BRIEF: Transcribe the records below exactly.

---- DATASET ROWS

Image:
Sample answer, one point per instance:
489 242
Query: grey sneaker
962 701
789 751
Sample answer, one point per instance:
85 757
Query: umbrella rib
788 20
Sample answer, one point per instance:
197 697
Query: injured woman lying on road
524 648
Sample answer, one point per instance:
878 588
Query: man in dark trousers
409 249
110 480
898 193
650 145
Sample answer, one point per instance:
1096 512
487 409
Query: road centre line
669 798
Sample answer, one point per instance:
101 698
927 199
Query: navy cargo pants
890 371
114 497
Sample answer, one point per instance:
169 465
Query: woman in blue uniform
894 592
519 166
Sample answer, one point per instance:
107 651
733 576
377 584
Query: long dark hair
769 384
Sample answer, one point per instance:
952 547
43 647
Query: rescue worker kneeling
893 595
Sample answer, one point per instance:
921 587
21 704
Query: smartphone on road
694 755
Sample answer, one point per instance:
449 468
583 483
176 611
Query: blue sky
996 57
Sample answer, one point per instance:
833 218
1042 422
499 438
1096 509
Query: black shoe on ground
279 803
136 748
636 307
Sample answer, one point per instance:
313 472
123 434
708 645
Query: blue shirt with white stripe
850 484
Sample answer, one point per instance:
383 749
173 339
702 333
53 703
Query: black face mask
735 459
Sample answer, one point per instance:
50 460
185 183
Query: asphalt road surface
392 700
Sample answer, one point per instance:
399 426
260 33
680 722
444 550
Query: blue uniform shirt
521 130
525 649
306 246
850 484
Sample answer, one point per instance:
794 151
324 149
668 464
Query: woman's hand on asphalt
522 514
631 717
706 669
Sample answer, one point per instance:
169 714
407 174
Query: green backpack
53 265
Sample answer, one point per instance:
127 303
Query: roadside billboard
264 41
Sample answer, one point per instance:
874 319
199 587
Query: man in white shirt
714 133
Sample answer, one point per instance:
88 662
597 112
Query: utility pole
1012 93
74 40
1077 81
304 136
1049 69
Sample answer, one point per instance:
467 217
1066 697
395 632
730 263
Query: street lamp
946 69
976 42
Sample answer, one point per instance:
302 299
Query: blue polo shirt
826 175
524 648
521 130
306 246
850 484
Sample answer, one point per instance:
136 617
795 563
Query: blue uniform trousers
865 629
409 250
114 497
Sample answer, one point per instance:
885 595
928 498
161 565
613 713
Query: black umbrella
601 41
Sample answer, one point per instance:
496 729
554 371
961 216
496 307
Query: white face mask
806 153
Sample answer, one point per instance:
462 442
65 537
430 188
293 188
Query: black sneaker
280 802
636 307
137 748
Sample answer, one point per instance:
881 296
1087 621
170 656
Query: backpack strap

--------

ANSWER:
Image:
Sample answer, one point per instance:
489 242
Query: grey sneaker
962 701
789 751
Sample answer, one point per instance:
85 757
Query: umbrella rib
788 20
Sample answer, one point per instance:
197 697
Query: injured woman lying on road
524 648
Sample answer, one point per instance:
878 588
Query: man in dark trousers
409 249
110 480
898 193
650 145
Sample answer, one point per instance:
1096 512
487 409
Query: road centre line
669 798
Sample answer, one point per instance:
101 698
927 199
Query: navy cargo pants
890 371
114 497
Sample answer, one point per instance:
169 465
Query: woman in blue uniform
894 592
519 166
Sample answer, one point per instance:
107 651
733 576
377 584
Query: long dark hair
769 384
Sample answer, one point per instance:
952 547
43 647
Query: rescue worker kneeling
893 595
Sample answer, one point per instance:
921 587
21 704
Query: smartphone on road
694 755
Sample answer, one point per instance:
449 468
583 483
176 611
Query: blue sky
996 57
Sample answer, one point per instance:
833 218
1042 422
499 438
1096 509
Query: black shoe on ground
279 803
136 748
636 307
Sample answer, one point per instance:
313 472
123 434
708 645
Query: blue shirt with white stripe
850 484
Sample answer, one point per instance:
383 749
173 339
702 333
53 703
Query: black face mask
735 459
Sample answer, one point per instance:
50 460
185 183
Query: asphalt road surface
392 700
Sample answer, one point per instance:
399 426
260 33
680 722
444 550
Query: blue uniform shirt
521 130
525 649
306 246
850 484
Sample answer, one point per instance:
794 151
324 149
668 464
Query: woman's hand on asphalt
522 514
631 717
706 669
Sample answer, one point per instance:
169 714
407 174
Query: green backpack
53 265
Sample answer, one point per instance:
127 303
Query: roadside billboard
264 41
Sample answer, one point per instance:
874 319
199 587
Query: man in white shirt
714 133
Sample answer, one point per instance:
88 662
597 112
Query: utility pole
1012 93
74 40
1077 81
304 136
1049 69
Sample answer, one point per instance:
467 217
1066 697
395 632
730 263
Query: street lamp
946 69
976 42
Sample answer, one point per instance:
302 299
Query: blue polo shirt
826 175
524 648
521 130
306 246
850 484
Sample answer, one point per instance:
136 617
795 563
Query: blue uniform trousers
865 629
409 250
114 497
Sample answer, one point per instance:
885 595
928 498
161 565
613 713
Query: black umbrella
601 41
Sample answer, one point per instance:
496 729
554 371
961 216
496 307
Query: white face mask
806 153
Sample answer, one point per instance:
462 442
65 537
430 188
293 188
Query: black sneaker
280 802
636 307
137 748
Sample answer, one point per instance:
881 296
1087 621
170 656
Query: backpack strap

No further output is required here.